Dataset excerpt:
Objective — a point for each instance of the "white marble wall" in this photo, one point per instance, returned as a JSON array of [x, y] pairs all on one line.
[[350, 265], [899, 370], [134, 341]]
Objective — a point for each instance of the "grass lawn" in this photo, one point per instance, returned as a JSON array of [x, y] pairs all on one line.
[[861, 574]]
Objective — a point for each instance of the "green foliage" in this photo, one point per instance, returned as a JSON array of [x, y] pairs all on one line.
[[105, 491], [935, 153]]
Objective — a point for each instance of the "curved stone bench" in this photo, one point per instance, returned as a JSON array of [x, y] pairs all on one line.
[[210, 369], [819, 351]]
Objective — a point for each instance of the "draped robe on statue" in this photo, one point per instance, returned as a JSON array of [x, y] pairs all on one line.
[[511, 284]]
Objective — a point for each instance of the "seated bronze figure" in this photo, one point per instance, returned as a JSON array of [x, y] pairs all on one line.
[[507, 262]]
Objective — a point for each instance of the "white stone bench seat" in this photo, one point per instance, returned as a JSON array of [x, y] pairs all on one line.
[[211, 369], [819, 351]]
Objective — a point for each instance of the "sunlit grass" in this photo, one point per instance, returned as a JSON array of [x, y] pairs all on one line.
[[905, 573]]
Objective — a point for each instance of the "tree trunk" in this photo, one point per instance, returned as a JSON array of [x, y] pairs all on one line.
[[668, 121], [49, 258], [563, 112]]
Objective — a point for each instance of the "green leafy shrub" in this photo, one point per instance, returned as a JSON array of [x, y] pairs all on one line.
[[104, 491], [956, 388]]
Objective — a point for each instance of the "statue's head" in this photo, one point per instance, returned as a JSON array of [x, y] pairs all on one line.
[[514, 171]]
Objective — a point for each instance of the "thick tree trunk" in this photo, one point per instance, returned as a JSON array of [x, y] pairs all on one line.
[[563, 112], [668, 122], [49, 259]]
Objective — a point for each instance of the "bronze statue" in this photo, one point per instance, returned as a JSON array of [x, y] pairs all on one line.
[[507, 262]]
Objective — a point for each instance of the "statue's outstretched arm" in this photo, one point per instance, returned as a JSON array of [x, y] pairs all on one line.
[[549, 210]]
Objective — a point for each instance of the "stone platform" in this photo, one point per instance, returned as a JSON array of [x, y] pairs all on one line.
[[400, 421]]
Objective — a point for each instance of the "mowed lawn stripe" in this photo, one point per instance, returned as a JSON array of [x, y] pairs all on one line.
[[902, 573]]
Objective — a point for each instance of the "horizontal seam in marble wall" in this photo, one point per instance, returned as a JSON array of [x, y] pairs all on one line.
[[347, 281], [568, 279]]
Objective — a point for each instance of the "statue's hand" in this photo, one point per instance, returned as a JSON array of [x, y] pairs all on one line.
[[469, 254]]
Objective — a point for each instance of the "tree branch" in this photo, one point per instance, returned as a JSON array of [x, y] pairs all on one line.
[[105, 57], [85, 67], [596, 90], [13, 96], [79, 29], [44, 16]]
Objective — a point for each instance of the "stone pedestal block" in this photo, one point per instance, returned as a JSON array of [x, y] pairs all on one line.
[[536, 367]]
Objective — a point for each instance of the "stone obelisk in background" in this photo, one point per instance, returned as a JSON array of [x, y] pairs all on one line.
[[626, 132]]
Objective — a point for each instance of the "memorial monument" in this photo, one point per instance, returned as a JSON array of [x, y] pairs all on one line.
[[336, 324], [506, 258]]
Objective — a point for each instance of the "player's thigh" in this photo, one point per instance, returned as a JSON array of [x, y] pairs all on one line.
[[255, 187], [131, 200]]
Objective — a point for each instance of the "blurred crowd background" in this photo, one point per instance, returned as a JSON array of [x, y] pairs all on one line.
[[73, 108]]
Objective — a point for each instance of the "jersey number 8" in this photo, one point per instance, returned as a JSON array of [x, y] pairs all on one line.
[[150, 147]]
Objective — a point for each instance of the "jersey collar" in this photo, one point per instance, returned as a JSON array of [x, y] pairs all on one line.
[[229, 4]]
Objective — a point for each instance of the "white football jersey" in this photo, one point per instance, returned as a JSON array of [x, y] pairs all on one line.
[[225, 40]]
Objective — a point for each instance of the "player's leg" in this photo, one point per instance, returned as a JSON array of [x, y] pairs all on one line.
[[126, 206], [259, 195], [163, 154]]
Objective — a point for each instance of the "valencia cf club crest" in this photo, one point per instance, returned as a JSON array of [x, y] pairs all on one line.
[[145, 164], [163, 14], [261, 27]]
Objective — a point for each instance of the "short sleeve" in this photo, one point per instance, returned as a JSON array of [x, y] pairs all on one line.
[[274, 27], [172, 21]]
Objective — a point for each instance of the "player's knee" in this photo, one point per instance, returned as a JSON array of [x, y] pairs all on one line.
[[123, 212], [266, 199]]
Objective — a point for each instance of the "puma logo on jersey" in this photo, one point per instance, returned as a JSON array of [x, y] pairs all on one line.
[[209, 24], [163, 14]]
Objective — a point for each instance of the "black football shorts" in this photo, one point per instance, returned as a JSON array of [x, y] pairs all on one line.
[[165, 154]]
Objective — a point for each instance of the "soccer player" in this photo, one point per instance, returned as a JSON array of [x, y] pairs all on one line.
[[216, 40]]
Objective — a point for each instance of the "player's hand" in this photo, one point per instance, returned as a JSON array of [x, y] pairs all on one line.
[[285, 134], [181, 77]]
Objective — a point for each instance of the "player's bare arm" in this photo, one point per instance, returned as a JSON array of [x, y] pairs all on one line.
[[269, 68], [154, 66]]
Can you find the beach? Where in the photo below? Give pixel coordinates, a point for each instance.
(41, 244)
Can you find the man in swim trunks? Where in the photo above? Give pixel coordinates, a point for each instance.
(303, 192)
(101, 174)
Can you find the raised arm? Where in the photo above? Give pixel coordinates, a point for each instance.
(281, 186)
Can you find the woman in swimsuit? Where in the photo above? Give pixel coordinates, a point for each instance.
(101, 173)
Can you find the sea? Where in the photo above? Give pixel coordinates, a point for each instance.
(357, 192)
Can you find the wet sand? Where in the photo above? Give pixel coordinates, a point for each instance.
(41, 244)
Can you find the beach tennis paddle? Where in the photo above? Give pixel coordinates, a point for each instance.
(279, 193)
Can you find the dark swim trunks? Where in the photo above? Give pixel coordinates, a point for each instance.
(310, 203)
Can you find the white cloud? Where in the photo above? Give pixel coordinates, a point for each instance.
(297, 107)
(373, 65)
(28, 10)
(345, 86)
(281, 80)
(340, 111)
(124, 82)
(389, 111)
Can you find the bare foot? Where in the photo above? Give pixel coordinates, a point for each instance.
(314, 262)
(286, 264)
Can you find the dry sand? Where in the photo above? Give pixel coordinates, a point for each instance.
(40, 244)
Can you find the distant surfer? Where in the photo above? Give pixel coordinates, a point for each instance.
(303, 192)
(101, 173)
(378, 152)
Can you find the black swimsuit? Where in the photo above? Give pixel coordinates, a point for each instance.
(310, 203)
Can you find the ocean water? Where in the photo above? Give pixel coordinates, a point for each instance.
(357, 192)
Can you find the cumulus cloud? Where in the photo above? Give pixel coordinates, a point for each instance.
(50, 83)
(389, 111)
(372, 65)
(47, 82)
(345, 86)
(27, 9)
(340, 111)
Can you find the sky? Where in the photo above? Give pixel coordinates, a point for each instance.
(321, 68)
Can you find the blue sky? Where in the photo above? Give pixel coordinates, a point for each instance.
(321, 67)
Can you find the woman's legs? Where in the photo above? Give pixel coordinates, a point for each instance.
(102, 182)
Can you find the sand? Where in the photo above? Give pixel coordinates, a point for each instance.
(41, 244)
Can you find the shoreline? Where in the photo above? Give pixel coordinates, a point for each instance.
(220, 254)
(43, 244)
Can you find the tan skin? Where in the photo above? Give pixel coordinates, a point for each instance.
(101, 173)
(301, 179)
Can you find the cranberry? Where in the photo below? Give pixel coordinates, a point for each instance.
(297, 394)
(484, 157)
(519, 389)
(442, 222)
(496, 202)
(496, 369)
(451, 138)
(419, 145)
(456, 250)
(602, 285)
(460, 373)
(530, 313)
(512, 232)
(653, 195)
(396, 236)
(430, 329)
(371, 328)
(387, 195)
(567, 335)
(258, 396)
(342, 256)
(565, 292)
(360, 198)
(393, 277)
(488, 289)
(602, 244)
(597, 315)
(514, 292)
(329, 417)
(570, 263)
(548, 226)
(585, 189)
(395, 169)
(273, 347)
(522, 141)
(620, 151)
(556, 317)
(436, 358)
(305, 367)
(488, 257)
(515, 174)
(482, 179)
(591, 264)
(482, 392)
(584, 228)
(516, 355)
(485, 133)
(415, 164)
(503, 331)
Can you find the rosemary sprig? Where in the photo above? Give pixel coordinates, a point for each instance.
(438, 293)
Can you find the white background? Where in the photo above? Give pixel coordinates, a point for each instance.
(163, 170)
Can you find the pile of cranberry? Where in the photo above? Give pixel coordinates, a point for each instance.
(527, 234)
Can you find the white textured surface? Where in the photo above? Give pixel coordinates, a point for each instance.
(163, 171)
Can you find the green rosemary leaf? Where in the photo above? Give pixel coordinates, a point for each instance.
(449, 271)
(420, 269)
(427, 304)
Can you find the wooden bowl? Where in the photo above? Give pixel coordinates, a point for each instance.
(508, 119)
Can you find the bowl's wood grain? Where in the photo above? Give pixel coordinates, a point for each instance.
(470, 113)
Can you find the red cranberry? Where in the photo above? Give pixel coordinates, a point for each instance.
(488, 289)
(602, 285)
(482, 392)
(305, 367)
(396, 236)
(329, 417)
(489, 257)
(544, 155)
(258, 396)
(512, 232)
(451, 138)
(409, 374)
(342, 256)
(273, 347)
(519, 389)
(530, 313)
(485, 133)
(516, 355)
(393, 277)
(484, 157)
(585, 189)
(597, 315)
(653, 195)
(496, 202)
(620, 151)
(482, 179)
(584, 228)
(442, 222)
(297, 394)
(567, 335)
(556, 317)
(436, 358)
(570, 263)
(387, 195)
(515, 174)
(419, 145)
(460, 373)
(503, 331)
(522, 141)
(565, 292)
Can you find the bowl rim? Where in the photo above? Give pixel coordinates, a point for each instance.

▶ [WHAT YOU SHOULD DO]: Rewrite the part of the data running from its start through the line containing "[[350, 265], [899, 370], [134, 341]]", with "white marble wall" renamed to "marble facade" and everything else left unchanged.

▶ [EXERCISE RESPONSE]:
Objective — a point for each instance of the "marble facade" in this photo, one point per instance, returned as a JSON array of [x, y] pairs all on one line.
[[350, 265], [899, 370], [134, 341]]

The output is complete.